» Prompt A: Please reproduce every line of the records that follow the knitting blog, word for word, leaving out the pictures.

::::

My 1st Sweater Design completed

Well, truth be told, I have designed other sweaters before, but this is the 1st one that is wholly my own. The stitch pattern is mine, although the vertical striping technique I learned from Barbara Walkers. All my other designs used stitch patterns from various stitch libraries, such as Barbara Walker’s books. The shaping design is mine. The measurements are all mine. I’m a little giddy over the fact that it is completed and it came out the exact size I designed it to come out. Woo!

In my giddiness, I’ve even hammered away to get it uploaded to my Flickr and my Etsy store.

Now, I just need to convince my model she can still fit into it. Then, I can get some decent pictures. I would model it myself, but I’m a bit too petite (**short**). It is designed for a taller woman or, as the industry might say, the standard woman.

Doing the Sweater Dance!

And can I say how fulfilling design work actually is? OK, OK, it’s frustrating at times and annoying at times and it wakes me up in the middle of the night at times with little corrections to my pattern, but oh, at the end of the day, it is worth it! I never got this much satisfaction from my day-to-day job.

So, what do you think of it?

The whole idea behind it was to design a sweater that had vertical stripes, but didn’t require changing the color every 2-4 stitches. I HATE Fair Isle. This sweater (when I wasn’t ripping it out for the umpteenth time) was actually quick to knit. Basically, you slip the stitches in the color you’re not using out of the way and only knit the stitches in the color you are carrying at the time.

BTW – More pictures of this sweater can be found on my Flickr site.

No More Knitting my Striped Sweater

It’s so close to being done. The collar, which has been my nemesis these past 2 weeks, is done.

All that is left is a mountain of loose strands to weave in.

Better pictures to come Friday.

Right now, I’m off to celebrate with Jake. A translation: I am off to toss him a few well-worn sticks around the yarn.

Happy Day to you too!

Stitch n Pitch night at the Phillies

Last night, was the 1st Stitch n Pitch night at the Phillies park.

Isn’t this hat the best?

The first 100 people to buy tickets for the event got a grab bag. Since Hubby came with me, and he still refuses to learn how to knit or sew or quilt, I came out with 2 bags.

There was so many wonderful things in each of the bags. I tried to line everything up and take pictures of it all.

Phillie items: 2007 Calendar, Magnet Schedule and a Tug McGraw bracelet

Knitting items: #19 Premium Wood Knitting Needles from Clover, ball of Frizzato Yarn by Plymouth Yarn, ball of Soft Kid by ggh, ball of Bel Air by ggh, and a sample size of Soak.

::::

» Prompt B: Rewrite the part of the knitting blog starting with "And can I say" and going on through "at the time.", putting "maddening" in place of "frustrating".

::::

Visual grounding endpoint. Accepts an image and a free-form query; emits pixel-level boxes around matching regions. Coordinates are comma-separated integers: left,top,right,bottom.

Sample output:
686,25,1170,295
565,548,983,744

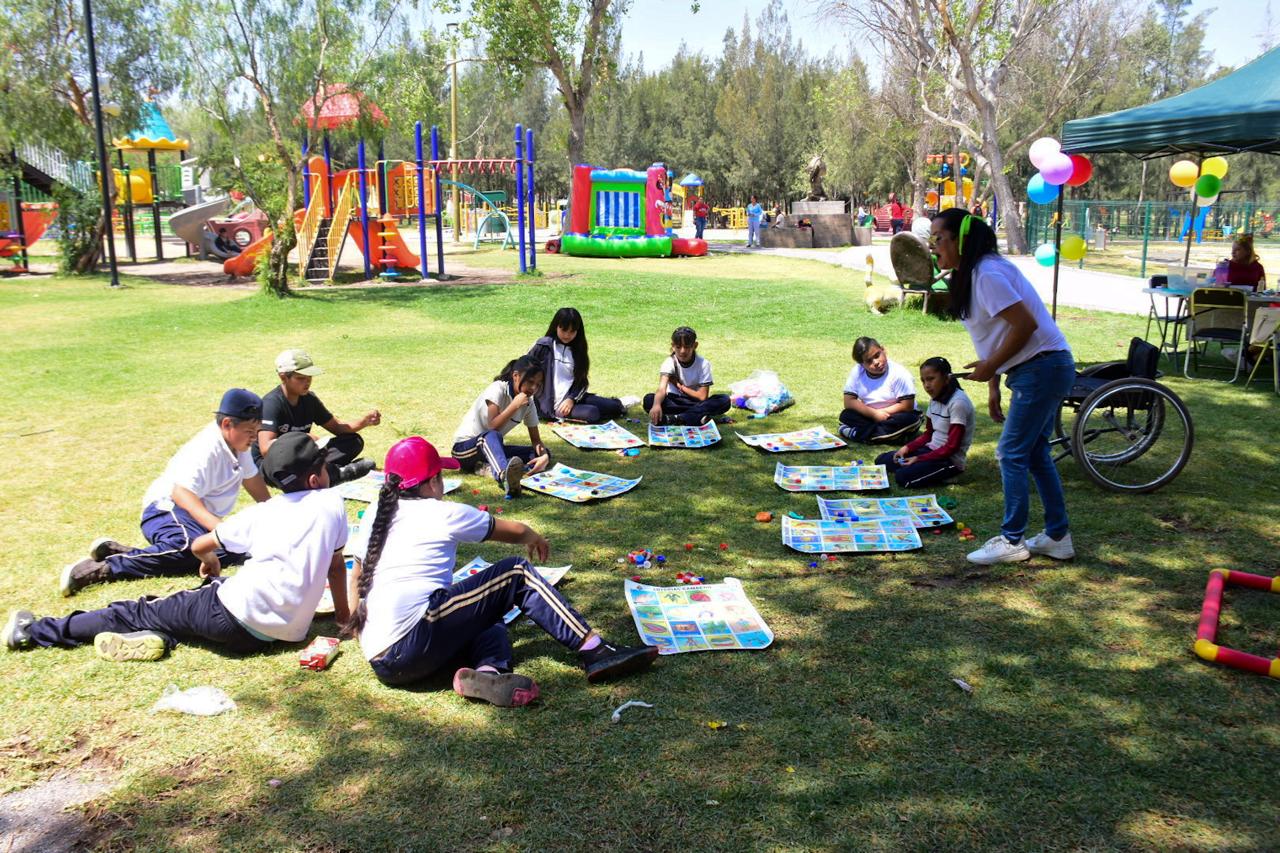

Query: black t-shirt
253,386,333,461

::::

» Exercise solution A:
Visual grounding endpoint. Accepts an image and a free-form query; emits pixel-level boxes around matching regions. Coordinates are comma-separated integers: left,top,right,bottom.

Sample output:
686,25,1170,295
565,548,983,744


Query: black t-shirt
253,386,333,461

» Exercise solution B:
And can I say how fulfilling design work actually is? OK, OK, it’s maddening at times and annoying at times and it wakes me up in the middle of the night at times with little corrections to my pattern, but oh, at the end of the day, it is worth it! I never got this much satisfaction from my day-to-day job.

So, what do you think of it?

The whole idea behind it was to design a sweater that had vertical stripes, but didn’t require changing the color every 2-4 stitches. I HATE Fair Isle. This sweater (when I wasn’t ripping it out for the umpteenth time) was actually quick to knit. Basically, you slip the stitches in the color you’re not using out of the way and only knit the stitches in the color you are carrying at the time.